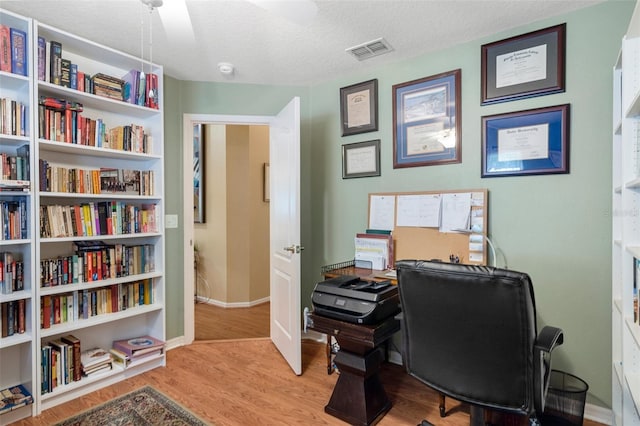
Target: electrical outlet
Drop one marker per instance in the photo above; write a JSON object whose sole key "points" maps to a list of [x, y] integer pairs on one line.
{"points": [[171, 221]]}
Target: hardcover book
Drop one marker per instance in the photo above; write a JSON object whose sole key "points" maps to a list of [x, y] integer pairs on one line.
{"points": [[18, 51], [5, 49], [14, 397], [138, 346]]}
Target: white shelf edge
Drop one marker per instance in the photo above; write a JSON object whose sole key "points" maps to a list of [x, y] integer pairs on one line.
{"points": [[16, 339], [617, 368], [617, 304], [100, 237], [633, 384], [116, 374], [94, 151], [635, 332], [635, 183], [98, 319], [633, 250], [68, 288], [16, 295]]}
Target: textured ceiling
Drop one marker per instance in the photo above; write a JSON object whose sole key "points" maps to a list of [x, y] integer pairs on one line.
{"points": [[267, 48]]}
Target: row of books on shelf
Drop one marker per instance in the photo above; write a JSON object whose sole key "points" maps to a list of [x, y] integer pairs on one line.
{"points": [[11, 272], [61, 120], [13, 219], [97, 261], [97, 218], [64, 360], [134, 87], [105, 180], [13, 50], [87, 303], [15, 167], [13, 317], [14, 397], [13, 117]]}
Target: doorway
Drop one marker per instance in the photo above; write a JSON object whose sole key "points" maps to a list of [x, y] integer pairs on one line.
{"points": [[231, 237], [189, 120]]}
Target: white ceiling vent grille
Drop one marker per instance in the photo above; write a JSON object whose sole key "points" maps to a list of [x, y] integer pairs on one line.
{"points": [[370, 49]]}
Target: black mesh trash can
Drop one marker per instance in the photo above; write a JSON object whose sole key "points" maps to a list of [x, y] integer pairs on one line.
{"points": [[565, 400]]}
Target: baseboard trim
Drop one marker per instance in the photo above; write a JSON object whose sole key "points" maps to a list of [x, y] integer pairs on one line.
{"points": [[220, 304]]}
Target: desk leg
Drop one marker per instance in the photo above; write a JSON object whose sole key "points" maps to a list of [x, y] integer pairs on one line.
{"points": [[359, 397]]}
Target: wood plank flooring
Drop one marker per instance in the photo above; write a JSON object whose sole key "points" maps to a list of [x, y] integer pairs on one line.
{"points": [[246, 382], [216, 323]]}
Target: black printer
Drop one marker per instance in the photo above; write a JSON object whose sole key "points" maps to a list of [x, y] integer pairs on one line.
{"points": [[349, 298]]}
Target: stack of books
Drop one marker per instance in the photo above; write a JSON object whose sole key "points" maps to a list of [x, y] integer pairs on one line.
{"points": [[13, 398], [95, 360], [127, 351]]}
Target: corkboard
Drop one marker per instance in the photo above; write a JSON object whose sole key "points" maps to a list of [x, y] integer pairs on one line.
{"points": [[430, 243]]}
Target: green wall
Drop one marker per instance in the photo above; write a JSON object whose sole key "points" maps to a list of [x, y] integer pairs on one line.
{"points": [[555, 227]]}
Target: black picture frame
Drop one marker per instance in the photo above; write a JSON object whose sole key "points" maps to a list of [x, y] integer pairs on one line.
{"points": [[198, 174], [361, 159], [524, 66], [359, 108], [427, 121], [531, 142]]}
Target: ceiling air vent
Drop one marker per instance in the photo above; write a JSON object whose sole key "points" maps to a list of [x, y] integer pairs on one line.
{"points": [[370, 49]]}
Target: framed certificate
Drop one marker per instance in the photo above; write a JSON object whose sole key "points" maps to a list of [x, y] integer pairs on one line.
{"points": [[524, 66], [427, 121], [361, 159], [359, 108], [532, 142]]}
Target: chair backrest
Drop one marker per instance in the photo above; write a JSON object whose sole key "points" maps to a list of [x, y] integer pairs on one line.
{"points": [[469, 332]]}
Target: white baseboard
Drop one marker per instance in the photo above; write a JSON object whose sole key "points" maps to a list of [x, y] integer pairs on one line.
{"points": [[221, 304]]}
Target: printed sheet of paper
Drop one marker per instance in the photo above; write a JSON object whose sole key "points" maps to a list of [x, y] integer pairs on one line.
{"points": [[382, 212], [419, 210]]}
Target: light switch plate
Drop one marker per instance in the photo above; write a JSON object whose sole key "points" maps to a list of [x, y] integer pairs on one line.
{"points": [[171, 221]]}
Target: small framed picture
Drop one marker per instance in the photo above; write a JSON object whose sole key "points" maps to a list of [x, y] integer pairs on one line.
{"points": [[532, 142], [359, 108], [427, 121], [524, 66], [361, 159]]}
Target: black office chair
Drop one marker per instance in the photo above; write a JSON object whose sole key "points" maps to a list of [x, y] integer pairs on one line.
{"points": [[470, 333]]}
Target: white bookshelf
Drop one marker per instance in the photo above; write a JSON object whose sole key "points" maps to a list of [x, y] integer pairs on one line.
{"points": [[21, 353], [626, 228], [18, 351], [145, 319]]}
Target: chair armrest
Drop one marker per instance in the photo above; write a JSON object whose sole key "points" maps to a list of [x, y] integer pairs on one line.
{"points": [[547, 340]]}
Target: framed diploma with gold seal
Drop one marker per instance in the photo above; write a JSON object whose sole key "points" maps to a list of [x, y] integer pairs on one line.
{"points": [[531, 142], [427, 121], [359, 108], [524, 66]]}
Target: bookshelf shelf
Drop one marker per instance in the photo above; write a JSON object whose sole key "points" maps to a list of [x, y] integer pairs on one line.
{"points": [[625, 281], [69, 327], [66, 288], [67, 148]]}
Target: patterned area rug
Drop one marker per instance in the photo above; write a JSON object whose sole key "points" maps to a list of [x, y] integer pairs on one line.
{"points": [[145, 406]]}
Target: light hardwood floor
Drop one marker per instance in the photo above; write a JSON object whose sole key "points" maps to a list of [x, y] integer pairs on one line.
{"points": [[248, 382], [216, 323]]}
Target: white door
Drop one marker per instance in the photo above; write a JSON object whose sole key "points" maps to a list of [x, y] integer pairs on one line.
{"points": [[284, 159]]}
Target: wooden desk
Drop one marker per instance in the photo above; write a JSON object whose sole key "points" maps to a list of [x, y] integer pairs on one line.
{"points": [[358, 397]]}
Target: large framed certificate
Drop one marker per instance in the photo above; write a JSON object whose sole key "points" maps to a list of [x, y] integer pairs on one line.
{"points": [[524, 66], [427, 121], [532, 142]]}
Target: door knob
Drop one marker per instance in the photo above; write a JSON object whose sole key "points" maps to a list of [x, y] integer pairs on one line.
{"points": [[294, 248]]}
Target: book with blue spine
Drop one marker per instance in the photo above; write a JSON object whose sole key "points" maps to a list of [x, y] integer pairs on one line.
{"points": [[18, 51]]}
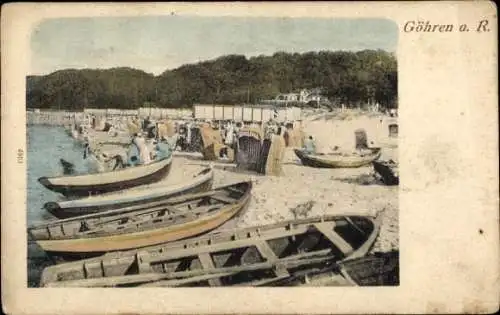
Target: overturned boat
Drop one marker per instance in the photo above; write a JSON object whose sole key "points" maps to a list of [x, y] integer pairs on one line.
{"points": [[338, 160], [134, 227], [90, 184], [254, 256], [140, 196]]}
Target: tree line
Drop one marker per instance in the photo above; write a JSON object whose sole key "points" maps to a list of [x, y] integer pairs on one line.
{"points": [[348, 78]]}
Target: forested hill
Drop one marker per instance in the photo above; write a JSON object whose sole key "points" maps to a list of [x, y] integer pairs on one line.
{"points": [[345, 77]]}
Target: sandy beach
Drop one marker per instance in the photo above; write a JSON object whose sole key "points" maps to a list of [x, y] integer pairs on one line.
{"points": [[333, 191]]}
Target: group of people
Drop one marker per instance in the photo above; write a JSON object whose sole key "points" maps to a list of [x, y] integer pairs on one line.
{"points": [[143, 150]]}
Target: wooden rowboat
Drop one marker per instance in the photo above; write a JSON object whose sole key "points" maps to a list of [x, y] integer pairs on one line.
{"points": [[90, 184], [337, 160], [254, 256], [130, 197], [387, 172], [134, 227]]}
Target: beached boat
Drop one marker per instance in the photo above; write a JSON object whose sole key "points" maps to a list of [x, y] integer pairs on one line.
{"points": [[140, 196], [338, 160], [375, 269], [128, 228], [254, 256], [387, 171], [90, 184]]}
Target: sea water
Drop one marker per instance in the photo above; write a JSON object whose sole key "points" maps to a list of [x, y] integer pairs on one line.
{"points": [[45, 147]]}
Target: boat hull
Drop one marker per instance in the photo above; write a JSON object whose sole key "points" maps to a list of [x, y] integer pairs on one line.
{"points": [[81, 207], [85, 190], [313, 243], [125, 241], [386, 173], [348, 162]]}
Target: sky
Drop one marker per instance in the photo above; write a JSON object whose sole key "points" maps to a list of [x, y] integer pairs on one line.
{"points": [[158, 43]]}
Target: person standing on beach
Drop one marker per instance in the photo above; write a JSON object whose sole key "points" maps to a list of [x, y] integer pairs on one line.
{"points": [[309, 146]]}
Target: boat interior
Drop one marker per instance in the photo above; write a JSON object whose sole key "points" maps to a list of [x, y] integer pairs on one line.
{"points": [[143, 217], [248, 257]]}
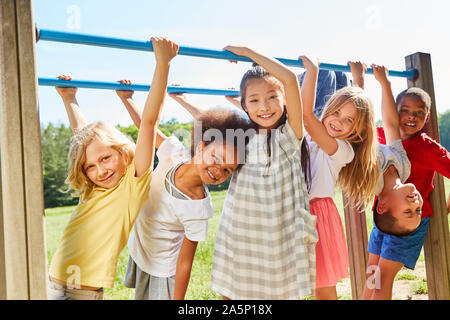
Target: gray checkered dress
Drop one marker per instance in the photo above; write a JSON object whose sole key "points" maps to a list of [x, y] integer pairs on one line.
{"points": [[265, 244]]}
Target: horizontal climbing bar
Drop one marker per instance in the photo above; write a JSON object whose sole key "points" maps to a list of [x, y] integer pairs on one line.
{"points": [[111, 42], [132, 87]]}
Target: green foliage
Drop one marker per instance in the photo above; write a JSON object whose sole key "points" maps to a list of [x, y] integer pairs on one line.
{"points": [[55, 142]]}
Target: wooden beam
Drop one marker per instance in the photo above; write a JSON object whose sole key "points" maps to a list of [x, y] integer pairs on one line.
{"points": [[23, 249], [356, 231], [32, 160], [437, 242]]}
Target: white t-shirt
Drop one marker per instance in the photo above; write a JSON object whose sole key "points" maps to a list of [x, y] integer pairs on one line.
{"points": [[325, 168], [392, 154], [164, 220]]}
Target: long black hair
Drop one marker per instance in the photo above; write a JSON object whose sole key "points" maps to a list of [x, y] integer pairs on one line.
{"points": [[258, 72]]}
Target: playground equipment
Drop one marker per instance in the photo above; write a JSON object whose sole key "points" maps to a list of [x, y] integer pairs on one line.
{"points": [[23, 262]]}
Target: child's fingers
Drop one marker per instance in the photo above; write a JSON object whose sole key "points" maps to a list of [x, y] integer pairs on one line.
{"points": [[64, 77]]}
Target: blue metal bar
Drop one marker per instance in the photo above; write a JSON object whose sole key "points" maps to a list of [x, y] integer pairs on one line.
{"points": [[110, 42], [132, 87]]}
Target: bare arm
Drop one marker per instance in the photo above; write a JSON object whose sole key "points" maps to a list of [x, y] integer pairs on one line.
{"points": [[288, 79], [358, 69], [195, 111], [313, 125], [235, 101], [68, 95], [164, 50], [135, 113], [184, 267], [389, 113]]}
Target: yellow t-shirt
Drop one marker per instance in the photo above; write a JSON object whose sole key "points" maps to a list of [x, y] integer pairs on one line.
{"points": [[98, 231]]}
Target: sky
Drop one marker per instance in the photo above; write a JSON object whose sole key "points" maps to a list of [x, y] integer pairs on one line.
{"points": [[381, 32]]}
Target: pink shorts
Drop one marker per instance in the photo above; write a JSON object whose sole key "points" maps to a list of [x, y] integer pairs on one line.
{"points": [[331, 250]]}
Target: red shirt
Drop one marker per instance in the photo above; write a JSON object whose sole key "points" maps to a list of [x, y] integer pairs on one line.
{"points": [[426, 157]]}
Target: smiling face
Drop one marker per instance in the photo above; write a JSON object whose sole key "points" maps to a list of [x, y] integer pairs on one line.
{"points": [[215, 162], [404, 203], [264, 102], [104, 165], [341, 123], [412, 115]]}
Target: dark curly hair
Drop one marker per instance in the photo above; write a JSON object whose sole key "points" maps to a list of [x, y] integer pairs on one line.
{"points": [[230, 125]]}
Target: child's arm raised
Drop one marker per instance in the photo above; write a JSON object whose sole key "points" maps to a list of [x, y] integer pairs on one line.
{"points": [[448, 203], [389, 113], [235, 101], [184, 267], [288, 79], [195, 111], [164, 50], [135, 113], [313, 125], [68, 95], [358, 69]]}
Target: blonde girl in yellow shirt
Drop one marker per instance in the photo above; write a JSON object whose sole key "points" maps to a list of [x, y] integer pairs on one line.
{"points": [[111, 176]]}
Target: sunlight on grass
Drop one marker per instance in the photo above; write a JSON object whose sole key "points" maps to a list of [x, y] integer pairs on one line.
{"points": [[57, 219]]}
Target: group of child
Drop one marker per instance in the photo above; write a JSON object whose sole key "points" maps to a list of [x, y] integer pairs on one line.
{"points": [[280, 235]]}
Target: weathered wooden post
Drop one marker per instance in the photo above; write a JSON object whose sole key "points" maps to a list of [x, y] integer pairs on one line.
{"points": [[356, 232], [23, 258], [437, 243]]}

■ ■ ■ ■ ■

* [EXERCISE OBJECTIVE] Return, from the entries, each line that holds "white".

* [ANSWER BOX]
Target: white shelf edge
Target: white ceiling vent grille
Target: white baseboard
Target: white bookshelf
Target: white door
Target: white t-shirt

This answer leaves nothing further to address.